EXERCISE A: Write out the portion of the Azure and SAP Business AI extract that begins at the words "SAP Business AI enables" and ends after the words "Business AI services.".
EXERCISE B: In the Azure and SAP Business AI extract, what do Private Link connections to private endpoints ensure?

[EXTRACT PROVIDED — start]

Role Based Access Control (RBAC) enables least privilege security like restricted rotation of subscription keys with contributor roles.
Network access to Azure AI services can be restricted for selected Azure networks, using private endpoints or with Firewall settings for internet or on-premise access. Private Link connections to private endpoints ensure that traffic remains in the Azure backbone.
SAP Business AI Machine Learning (ML) solutions offer enterprise ready technologies with lifecycle management to deliver trusted outcomes like recommendations or predictions.
SAP Business AI enables data-driven decisions and enterprise automation based on machine learning capabilities like predictions or recommendations. Intelligent Data-to-Value workflows can extend S/4HANA Cloud with SAP BTP data management, analytics and Business AI services.
Artificial Intelligence simulates human intelligence in SAP Business AI processes with knowledge from data learned by Machine Learning (ML) models.
Machine Learning is about training models with input parameters and define functions to inference target values with predictions. Machine learning combines data science and software development to enable Business and Generative AI capabilities embedded into intelligent S/4HANA Cloud processes.

[EXTRACT PROVIDED — finish]
[PROVIDED RECORDS — start]

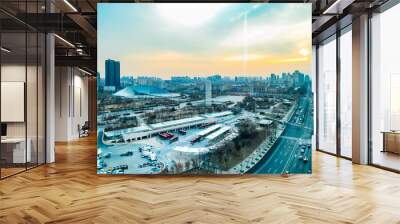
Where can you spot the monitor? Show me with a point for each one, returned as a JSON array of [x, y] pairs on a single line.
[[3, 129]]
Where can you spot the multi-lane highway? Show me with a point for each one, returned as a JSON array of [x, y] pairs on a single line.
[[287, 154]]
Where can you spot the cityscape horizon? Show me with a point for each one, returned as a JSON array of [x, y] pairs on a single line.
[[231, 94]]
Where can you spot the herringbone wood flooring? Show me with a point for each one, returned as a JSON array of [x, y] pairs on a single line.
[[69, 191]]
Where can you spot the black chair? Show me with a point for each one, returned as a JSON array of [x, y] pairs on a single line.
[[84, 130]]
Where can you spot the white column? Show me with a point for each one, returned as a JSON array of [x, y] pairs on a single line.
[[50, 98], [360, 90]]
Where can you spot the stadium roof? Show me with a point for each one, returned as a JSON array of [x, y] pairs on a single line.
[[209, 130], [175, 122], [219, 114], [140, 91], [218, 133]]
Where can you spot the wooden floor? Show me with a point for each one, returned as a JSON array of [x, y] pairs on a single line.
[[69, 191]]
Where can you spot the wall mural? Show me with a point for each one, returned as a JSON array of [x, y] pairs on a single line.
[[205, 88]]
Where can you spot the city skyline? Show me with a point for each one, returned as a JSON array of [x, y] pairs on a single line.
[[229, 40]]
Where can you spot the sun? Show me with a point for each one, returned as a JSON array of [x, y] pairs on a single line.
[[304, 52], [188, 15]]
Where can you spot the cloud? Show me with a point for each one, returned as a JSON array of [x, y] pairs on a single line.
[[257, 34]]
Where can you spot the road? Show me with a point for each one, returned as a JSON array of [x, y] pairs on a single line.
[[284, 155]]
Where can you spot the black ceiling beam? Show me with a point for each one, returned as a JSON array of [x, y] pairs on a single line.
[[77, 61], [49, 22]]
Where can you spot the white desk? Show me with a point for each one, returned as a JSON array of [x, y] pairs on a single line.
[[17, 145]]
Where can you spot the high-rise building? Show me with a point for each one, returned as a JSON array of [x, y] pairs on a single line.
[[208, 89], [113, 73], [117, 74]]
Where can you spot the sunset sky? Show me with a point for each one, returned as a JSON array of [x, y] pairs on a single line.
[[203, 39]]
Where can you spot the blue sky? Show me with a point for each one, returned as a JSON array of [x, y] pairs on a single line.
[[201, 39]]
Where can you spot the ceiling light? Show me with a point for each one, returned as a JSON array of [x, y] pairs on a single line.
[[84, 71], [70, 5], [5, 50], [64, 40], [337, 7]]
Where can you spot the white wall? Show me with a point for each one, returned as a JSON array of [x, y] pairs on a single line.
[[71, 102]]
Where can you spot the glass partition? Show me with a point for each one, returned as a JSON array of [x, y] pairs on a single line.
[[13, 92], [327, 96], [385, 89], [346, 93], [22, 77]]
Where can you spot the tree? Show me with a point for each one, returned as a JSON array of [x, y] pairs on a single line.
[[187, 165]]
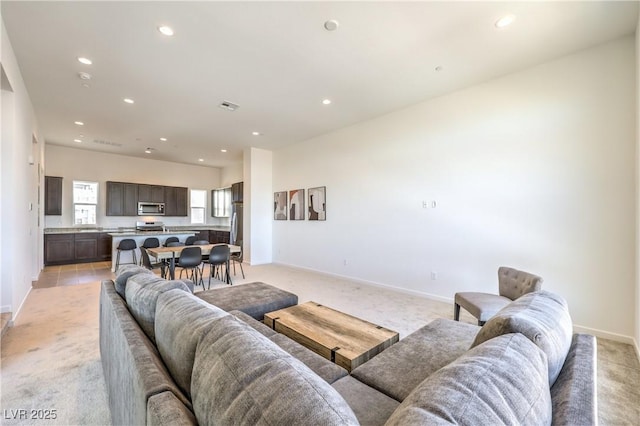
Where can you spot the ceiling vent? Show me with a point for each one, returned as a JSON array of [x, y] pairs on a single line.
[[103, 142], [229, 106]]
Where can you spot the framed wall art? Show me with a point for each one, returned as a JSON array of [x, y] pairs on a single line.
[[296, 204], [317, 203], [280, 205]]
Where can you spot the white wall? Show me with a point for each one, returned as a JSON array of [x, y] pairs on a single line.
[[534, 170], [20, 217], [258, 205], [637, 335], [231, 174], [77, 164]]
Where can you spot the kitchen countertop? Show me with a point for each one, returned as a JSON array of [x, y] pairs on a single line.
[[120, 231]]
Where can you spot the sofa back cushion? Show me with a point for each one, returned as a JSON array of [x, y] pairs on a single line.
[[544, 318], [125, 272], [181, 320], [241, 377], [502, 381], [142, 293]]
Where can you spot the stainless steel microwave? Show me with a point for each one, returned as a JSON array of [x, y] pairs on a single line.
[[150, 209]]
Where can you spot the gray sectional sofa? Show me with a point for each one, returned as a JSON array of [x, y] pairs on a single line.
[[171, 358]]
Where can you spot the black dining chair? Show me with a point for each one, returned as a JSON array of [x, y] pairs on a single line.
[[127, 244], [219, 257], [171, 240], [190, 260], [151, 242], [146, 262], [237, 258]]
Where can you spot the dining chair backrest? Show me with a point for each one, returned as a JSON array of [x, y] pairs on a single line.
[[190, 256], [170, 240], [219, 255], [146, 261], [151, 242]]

[PROVIDED RECORDS — finish]

SOLUTION A:
SAP Business AI enables data-driven decisions and enterprise automation based on machine learning capabilities like predictions or recommendations. Intelligent Data-to-Value workflows can extend S/4HANA Cloud with SAP BTP data management, analytics and Business AI services.

SOLUTION B: They ensure that traffic remains in the Azure backbone.